• DATA EXCERPTS:
#####

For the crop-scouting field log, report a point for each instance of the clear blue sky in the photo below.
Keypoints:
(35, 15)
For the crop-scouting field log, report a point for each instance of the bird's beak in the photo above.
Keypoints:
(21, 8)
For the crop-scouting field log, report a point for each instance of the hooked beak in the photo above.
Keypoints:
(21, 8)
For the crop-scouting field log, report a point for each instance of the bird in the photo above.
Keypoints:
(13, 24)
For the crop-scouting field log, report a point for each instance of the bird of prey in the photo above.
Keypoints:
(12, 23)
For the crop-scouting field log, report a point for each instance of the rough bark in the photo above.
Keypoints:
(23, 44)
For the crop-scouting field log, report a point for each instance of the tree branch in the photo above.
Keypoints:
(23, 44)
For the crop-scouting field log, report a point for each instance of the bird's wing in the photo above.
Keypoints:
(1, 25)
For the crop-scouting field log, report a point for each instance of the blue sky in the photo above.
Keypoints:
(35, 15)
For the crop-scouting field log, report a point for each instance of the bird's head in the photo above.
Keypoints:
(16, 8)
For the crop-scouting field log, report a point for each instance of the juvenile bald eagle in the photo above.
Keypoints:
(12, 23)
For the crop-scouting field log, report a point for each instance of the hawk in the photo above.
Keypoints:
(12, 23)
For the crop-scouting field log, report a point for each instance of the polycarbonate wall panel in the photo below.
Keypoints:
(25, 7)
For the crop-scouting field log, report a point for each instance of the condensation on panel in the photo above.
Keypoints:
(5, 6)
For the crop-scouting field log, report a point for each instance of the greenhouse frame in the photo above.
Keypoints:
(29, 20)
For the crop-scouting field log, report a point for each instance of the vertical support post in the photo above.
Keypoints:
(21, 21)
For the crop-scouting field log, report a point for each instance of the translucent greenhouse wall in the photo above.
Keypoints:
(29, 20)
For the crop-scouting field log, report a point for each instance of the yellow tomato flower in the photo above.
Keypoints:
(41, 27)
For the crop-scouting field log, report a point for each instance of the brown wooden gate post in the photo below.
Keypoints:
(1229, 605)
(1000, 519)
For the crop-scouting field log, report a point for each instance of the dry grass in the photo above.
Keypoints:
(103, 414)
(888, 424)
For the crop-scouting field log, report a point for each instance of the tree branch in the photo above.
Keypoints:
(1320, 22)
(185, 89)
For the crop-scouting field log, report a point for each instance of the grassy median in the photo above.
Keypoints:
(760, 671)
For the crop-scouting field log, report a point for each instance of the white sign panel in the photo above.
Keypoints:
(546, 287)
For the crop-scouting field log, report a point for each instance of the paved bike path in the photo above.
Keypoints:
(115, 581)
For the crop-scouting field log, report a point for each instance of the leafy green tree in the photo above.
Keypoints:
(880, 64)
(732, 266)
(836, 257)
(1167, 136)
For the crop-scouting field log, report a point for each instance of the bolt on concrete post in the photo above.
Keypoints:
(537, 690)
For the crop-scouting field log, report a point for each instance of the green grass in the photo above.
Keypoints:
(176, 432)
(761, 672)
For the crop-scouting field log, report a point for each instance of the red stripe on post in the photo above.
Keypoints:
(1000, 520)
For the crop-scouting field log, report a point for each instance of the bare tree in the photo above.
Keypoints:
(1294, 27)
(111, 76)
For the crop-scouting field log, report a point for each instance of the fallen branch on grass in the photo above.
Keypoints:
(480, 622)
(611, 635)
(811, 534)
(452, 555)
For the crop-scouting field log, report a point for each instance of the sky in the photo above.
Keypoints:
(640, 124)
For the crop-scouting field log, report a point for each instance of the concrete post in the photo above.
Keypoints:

#####

• WHAT TO WORK ON: Out of the records, collect only those lines that contain the string "blue".

• RESPONSE TO THE EXERCISE:
For the crop-scouting field log, report a point for each instance of the clear blue sky in the photo below.
For the crop-scouting field log, report a point for each instance of the blue sky in the photo above.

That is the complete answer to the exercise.